Testo fornito.
"""

Radiohead
Hail
To The Thief
(Parlophone)
Dobbiamo
ammettere di non essere mai stati molto appassionati dei Radiohead, né
di averne seguito la carriera troppo da vicino. Certo, abbiamo ascoltato alcuni
brani dal loro OK Computer, senza peraltro esserne particolarmente conquistati.
E certamente nessuno è potuto sfuggire al pandemonio successivo alla
pubblicazione degli album gemelli Kid A e di quell’altro il cui titolo al
momento ci sfugge. Abbiamo ascoltato Kid A – beh? Molto Pink Floyd, molta
sperimentazione, non particolarmente degna di nota. Un nostro amico ha succintamente
messo la cosa in questi termini: "Kid A è ‘coraggioso’ solo perché
erano una pop band che ha poi fatto un CD ‘sperimentale’". Giusto. Ma
dato che siamo curiosi come tutti, dopo aver letto tutte queste recensioni
positive a proposito dell’ultimo Hail To The Thief
abbiamo deciso di procedere a un ascolto accurato. Abbiamo quindi scaricato
tutto il CD da un qualche sito da qualche parte – scherziamo! Faremmo mai
un ascolto accurato usando file MP3 supercompressi? Ovviamente no! Il fratellino
più piccolo ha comprato il CD, che abbiamo preso in prestito. Molte
ore dopo…
… Che è? E tutto quel pandemonio? Nel clima attuale è
ovviamente un disco sopra la media, ma è questo un fattore sufficiente
a renderlo tanto degno di nota? Secondo alcuni colleghi, in special modo in
Inghilterra, dove il fatto che i Radiohead sono meglio degli Oasis o dei Coldplay
è un motivo sufficiente (dev’essere il cibo), sì. Ma questo
è un argomento assurdo: chi entra in un negozio di dischi con venti
euro in mano chiedendo "qualcosa che sia meglio degli Oasis"? E
con tutto il catalogo di roba buona ad aspettarlo/a?

"""

Elenco dati.
"""

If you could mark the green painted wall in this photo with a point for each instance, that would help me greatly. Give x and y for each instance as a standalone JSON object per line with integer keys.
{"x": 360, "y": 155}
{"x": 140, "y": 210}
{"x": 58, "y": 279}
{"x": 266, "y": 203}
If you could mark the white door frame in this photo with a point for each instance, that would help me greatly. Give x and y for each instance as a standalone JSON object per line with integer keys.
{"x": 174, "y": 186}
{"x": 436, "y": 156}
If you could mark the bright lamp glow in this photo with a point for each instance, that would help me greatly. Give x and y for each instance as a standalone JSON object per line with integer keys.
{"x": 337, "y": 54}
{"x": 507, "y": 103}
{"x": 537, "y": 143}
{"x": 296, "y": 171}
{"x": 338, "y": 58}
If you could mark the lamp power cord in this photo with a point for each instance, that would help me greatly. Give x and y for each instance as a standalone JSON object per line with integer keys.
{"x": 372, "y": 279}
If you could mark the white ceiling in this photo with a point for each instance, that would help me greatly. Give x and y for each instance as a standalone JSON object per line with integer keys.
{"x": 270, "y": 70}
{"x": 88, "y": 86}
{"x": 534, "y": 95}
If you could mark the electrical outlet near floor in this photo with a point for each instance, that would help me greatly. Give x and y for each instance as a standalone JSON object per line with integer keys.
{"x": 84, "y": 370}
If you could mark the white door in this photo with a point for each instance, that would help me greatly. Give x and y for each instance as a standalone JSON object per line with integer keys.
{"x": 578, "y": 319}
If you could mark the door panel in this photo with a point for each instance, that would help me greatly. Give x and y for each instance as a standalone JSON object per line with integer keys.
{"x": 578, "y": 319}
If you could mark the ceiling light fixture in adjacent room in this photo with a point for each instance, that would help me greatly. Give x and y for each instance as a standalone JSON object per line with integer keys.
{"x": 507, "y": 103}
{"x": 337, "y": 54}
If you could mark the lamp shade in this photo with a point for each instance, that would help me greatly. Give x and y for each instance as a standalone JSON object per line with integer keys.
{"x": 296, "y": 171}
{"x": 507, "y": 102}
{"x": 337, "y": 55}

"""

Compiti assegnati.
1. Nella recensione di Hail To The Thief, spiega perché viene giudicato assurdo l'argomento secondo cui il disco merita attenzione in quanto i Radiohead sono meglio degli Oasis o dei Coldplay. Rispondi in una-tre frasi.
2. Scrivi il seguito della recensione di Hail To The Thief, riprendendo subito dopo l'ultima frase.

Risposte fornite.
1. Nessuno entra in un negozio di dischi con venti euro in mano chiedendo «qualcosa che sia meglio degli Oasis». Chi compra ha davanti tutto il catalogo di roba buona, quindi superare quei gruppi non basta a rendere il disco degno di nota.

2.
Sì,
la voce di Thom Yorke è abbastanza originale, ma dato che le singole
parti strumentali mancano decisamente di carattere (che ne direste di andarci
più adagio con la compressione la prossima volta, eh?) la sua voce
si trova a dover portare tutto il peso del disco, cosa che a nostra modesta
opinione non è in grado di fare (in altre parole, non è Peter
Hammill – e neppure David Bowie). Né la voce è all’altezza di
tutte le melodie dal punto di vista dell’estensione (e di solito non abbiamo
particolari problemi per lo "stirare" nel registro). C’è
molto (davvero molto) degli U2, molto più di quanto stili vocali differenti
non rivelino sulle prime. E anche molto dei Pink Floyd.
Alcuni
brani sono ovviamente meglio di altri – se è una questione di gusto
diremmo di aver preferito Sail To The Moon; There There e A Punchup At A Wedding
(che sospettiamo sia il modo in cui il disco suonerà dal vivo); gli
Yes secondo periodo di Scatterbrain; e il pezzo posto in chiusura, A Wolf
At The Door. Ma quello che abbiamo difficoltà a digerire è ciò
che descriveremmo come un tentativo di ottenere una "intimità
su scala di massa" – cosa che solo pochissimi cantanti sono in grado
di fare, e – ci ripetiamo – la produzione non aiuta, facendo suonare il disco
come uno stadio in casa.
L’amico
di cui sopra ci ha anche scritto: "usando lo standard degli anni sessanta
tutto ciò è profondamente patetico, ma ciò dimostra quanto
facilmente dimentichiamo…". A questo punto qualcuno tirerebbe immancabilmente
fuori la parola "nostalgico". E in effetti, la produzione di The
Piper At The Gates Of Dawn (1967!) dei Pink Floyd è mille volte più
creativa (già che ci siamo, riascoltiamo tutt’e due le versioni: mono
e stereo). Ma se dobbiamo parlare di "uscite recenti", che dire
del lavoro di Tchad Blake su Slide di Lisa Germano? O Lost In Space di Aimee
Mann? Non sono rock abbastanza? Allora … A Mere Coincidence.. dello Science
Group. E poi ne riparliamo.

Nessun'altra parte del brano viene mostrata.